PASSAGE PROVIDED -
---*---

Except as otherwise required by law or as otherwise provided in any certificate of designation for any series of preferred stock, holders of common stock will possess all voting power for the election of directors and all other matters requiring stockholder action, except with respect to amendments to the Certificate of Incorporation that alter or change the powers, preferences, rights or other terms of any outstanding preferred stock if the holders of such affected series of preferred stock are entitled to vote on such an amendment. Holders of common stock will be entitled to one vote per share on matters to be voted on by stockholders. Except as otherwise provided by law, the Certificate of Incorporation or the Bylaws or in respect of the election of directors, all matters to be voted on by our stockholders must be approved by a majority of the votes cast on the matter affirmatively or negatively. In the case of an election of directors, where a quorum is present, a plurality of the votes cast will be sufficient to elect each director.

Liquidation Rights

If we voluntarily or involuntarily liquidate, dissolve or wind-up, the holders of common stock will be entitled to receive after distribution in full of the preferential amounts, if any, to be distributed to the holders of preferred stock or any series of preferred stock, all of the remaining assets available for distribution ratably in proportion to the number of shares of common stock held by them.

Dividends

Subject to prior rights and preferences, if any, that may apply to shares of preferred stock outstanding at the time, the holders of outstanding shares of common stock will be entitled to receive dividends, payable in cash, property or stock, out of assets legally available at the times and in the amounts as our board of directors may from time to time determine.

---*---

DATA TO EXAMINE -
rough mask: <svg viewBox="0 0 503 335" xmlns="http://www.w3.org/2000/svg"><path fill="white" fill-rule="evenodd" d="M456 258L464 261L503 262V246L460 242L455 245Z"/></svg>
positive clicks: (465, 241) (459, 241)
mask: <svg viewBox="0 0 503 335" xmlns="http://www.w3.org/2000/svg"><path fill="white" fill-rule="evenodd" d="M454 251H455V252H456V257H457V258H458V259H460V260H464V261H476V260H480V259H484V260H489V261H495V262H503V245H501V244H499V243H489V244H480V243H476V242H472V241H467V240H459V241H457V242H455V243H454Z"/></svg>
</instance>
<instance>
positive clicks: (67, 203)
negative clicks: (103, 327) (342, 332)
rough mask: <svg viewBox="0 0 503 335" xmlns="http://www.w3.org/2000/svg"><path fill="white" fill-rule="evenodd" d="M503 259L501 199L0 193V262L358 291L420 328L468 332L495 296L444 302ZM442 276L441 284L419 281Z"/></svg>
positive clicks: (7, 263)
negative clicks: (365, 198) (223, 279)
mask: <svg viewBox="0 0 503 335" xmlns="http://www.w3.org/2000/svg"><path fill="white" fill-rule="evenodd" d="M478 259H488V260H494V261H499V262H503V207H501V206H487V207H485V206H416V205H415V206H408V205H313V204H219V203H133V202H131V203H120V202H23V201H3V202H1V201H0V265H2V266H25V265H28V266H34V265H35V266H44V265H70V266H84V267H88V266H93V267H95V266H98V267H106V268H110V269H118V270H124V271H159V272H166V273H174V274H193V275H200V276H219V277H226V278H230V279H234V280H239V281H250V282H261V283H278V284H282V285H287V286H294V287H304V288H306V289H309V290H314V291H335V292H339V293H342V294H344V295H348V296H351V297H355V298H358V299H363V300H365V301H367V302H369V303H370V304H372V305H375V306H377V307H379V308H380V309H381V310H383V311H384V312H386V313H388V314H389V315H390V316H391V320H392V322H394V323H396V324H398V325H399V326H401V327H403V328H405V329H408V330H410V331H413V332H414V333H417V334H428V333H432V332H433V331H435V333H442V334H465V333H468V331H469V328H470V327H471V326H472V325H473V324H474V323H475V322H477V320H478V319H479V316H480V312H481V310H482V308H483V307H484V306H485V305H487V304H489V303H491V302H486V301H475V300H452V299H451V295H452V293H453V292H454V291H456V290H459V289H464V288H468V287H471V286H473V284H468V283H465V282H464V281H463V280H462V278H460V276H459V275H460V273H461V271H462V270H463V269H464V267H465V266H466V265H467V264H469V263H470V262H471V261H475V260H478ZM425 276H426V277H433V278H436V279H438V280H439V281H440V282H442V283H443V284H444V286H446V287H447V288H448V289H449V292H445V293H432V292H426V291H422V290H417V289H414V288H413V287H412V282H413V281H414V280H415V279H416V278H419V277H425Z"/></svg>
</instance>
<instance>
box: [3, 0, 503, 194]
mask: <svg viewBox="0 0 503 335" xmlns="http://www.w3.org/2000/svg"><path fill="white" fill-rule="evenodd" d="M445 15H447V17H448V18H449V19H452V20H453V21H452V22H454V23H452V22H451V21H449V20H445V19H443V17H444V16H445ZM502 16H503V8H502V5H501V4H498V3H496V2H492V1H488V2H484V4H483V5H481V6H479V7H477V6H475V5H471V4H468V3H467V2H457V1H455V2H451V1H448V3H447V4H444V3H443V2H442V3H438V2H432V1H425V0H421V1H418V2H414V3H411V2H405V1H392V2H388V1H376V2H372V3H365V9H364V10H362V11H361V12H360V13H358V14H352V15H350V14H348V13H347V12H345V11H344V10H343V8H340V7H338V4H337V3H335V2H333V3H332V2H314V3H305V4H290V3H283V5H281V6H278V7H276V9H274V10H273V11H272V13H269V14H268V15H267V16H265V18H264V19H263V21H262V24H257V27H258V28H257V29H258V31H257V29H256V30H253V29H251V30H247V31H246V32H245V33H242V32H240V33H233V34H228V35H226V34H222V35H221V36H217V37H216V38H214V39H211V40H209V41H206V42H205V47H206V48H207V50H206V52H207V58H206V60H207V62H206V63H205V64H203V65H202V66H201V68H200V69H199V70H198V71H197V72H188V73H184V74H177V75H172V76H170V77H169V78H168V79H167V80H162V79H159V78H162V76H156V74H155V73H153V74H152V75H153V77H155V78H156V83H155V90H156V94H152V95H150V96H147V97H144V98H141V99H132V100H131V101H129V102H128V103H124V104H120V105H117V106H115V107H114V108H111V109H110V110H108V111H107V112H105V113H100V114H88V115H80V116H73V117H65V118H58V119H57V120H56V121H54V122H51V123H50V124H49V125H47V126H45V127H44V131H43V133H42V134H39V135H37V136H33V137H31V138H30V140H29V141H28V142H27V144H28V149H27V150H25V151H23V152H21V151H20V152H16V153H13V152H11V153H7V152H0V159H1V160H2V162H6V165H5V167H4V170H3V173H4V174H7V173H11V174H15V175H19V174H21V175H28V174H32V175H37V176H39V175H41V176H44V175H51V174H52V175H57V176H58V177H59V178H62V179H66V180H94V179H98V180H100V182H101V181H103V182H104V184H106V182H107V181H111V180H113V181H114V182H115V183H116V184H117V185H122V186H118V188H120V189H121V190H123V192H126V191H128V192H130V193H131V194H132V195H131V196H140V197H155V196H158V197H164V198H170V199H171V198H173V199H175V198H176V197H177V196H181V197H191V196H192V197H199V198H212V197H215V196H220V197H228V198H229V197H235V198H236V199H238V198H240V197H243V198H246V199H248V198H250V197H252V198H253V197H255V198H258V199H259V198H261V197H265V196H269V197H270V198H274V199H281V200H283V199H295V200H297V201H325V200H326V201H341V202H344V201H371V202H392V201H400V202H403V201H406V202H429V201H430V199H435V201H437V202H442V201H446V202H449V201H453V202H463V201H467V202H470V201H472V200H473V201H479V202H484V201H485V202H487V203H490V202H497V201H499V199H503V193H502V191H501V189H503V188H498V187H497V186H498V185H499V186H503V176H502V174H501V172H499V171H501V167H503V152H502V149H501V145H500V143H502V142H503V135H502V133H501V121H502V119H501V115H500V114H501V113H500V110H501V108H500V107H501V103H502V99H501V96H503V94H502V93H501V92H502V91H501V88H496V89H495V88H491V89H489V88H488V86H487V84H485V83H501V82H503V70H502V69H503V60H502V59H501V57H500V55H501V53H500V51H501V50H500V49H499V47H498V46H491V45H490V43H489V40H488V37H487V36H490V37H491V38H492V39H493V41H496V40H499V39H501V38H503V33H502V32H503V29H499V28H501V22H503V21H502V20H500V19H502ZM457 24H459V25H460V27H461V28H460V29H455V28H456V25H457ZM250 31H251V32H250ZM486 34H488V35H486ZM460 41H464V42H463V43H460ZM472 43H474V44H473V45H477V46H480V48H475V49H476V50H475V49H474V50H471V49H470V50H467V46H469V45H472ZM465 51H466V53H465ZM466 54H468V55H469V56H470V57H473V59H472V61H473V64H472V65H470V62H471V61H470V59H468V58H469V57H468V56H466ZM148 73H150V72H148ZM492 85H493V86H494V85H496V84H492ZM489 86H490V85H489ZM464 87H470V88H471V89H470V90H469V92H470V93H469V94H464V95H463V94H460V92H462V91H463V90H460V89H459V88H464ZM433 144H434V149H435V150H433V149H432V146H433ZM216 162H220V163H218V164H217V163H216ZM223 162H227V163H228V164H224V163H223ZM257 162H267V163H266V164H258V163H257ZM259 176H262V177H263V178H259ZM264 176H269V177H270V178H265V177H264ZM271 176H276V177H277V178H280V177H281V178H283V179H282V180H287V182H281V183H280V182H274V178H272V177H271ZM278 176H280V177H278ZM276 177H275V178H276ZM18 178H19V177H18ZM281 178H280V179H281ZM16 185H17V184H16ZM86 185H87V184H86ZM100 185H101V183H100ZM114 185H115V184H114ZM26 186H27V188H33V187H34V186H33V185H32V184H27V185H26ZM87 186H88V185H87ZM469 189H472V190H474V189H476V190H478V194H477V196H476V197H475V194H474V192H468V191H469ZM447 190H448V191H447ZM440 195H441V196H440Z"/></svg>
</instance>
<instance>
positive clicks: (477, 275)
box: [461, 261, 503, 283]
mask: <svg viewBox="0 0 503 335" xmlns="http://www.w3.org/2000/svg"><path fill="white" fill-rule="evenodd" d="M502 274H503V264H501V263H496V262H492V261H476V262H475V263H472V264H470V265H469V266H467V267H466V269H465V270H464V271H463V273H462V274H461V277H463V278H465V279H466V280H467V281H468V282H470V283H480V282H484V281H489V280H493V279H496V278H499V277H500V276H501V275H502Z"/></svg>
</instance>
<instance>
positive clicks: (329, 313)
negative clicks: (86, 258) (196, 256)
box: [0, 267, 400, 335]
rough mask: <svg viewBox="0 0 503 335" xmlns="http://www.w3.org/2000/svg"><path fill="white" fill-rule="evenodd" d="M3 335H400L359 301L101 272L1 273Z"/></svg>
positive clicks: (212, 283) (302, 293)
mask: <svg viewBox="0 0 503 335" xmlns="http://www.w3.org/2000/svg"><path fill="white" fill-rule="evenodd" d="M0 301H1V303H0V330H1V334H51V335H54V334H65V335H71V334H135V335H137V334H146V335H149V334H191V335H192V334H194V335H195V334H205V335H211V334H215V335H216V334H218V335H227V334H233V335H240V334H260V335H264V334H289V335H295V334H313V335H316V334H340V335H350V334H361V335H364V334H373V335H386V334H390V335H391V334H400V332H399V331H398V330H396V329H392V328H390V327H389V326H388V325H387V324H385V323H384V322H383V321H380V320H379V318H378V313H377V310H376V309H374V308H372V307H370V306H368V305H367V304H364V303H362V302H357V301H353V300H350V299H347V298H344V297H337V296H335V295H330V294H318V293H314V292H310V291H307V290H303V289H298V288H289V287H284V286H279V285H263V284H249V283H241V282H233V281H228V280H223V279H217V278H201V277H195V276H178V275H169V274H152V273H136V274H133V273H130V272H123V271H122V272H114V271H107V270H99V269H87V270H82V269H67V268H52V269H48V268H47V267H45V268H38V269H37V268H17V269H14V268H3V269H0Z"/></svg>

---*---

WORK ORDER A -
According to the common stock text, how many votes does a holder of common stock get for each share?
WORK ORDER B -
Pick up the common stock text after its final sentence and carry it on.
The lines have nothing to do with the common stock text.

TASK RESPONSE A -
One vote per share.

TASK RESPONSE B -
Miscellaneous

Holders of common stock will have no conversion, preemptive or other subscription rights and there will be no sinking fund or redemption provisions applicable to common stock.

Preferred Stock

The Certificate of Incorporation authorizes our board of directors, without further stockholder action, to issue up to 1,000,000 shares of preferred stock, par value $0.01 per share, in one or more series, and to fix the designation, powers, preferences, and rights of the shares of such series and any qualifications, limitations or restrictions thereof, without further vote or action by our stockholders. The rights with respect to a class or series of preferred stock may be greater than the rights attached to common stock. It is not possible to state the actual effect of the issuance of any shares of preferred stock on the rights of holders of common stock until our board of directors determines the specific rights attached to that class or series of preferred stock.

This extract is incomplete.